*Exercise aim*
Transcribe the records below word for word, keeping every line in its original order.

*Excerpts from point annotation records*
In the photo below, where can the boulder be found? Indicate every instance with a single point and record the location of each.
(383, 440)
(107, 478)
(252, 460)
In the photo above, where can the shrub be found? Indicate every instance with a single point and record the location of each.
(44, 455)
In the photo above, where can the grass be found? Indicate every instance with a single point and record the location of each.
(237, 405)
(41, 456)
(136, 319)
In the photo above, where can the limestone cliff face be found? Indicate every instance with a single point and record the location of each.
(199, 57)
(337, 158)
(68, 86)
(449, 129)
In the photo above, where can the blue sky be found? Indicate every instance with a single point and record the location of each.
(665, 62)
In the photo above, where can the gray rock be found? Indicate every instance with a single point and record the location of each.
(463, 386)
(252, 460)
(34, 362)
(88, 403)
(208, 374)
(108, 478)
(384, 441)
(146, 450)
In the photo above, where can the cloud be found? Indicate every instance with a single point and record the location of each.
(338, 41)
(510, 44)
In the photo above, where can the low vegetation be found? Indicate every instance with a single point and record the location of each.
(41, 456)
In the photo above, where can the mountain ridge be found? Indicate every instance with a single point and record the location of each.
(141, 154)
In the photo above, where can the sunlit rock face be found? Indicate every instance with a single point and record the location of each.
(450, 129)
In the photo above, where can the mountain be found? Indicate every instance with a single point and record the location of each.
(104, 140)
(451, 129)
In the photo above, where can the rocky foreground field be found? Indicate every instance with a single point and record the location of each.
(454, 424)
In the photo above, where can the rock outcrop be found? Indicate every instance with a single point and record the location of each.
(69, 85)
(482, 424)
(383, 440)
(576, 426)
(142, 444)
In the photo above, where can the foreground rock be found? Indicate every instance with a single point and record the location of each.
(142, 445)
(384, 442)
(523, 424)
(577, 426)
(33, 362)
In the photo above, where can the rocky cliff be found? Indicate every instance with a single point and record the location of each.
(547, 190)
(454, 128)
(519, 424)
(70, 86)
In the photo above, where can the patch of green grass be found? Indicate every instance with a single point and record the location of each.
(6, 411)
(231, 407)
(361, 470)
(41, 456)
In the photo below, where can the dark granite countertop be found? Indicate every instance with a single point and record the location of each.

*The completed task*
In the photo below, where can the boulder be found? Indicate every instance with a single point and record the location of each.
(383, 440)
(107, 478)
(252, 460)
In the photo above, where can the shrub be found? Indicate every instance with a single point and record the location of each.
(44, 455)
In the photo above, where can the grass be found? Indicate every instance with a single point and record the location of each.
(237, 405)
(41, 456)
(136, 319)
In the photo above, where can the limestone cliff face be found? Indicate every instance with a single point and record the location of each.
(199, 57)
(337, 158)
(68, 86)
(449, 129)
In the photo above, where can the blue sky be found? Indicate every instance with a single point and record the location of each.
(665, 62)
In the photo above, where can the gray rock be found? Indicate every instance with a single point and record the location of each.
(463, 386)
(252, 460)
(34, 362)
(88, 403)
(208, 374)
(108, 478)
(384, 441)
(146, 450)
In the photo above, where can the cloud be found? Indicate every instance with a single point and record the location of each.
(338, 41)
(510, 44)
In the photo above, where can the low vegetation be found? Indicate every instance with a single point and record the location of each.
(41, 456)
In the photo above, where can the mountain ridge be found? Indicate every instance with a single point and record the location of each.
(141, 154)
In the photo above, where can the sunlit rock face be found? Indicate every instance with a single point and record the location of each.
(450, 129)
In the photo above, where can the mountain be found? Indicate every instance with a single point and record the location of each.
(104, 140)
(451, 129)
In the photo above, where can the rocky foreground field be found? Indicate every instance with a single point and record the location of each.
(454, 424)
In the photo above, where can the rock outcrop be found? Indicate every instance with a single point and record the location of each.
(69, 85)
(482, 424)
(383, 440)
(576, 426)
(142, 444)
In the photo above, where can the foreground rock be found? Indicate every instance with a single point and record the location of each.
(142, 445)
(384, 442)
(523, 424)
(577, 426)
(33, 362)
In the photo above, where can the rocky cliff be found? Indicate every instance with a single point and record the location of each.
(547, 190)
(454, 128)
(519, 424)
(70, 86)
In the photo above, where can the patch of green grass be found? Indicate every instance with a single point and record the location of each.
(6, 411)
(231, 407)
(361, 470)
(41, 456)
In the photo below, where can the dark granite countertop be found? Indicate every instance with a single point and record the location of each.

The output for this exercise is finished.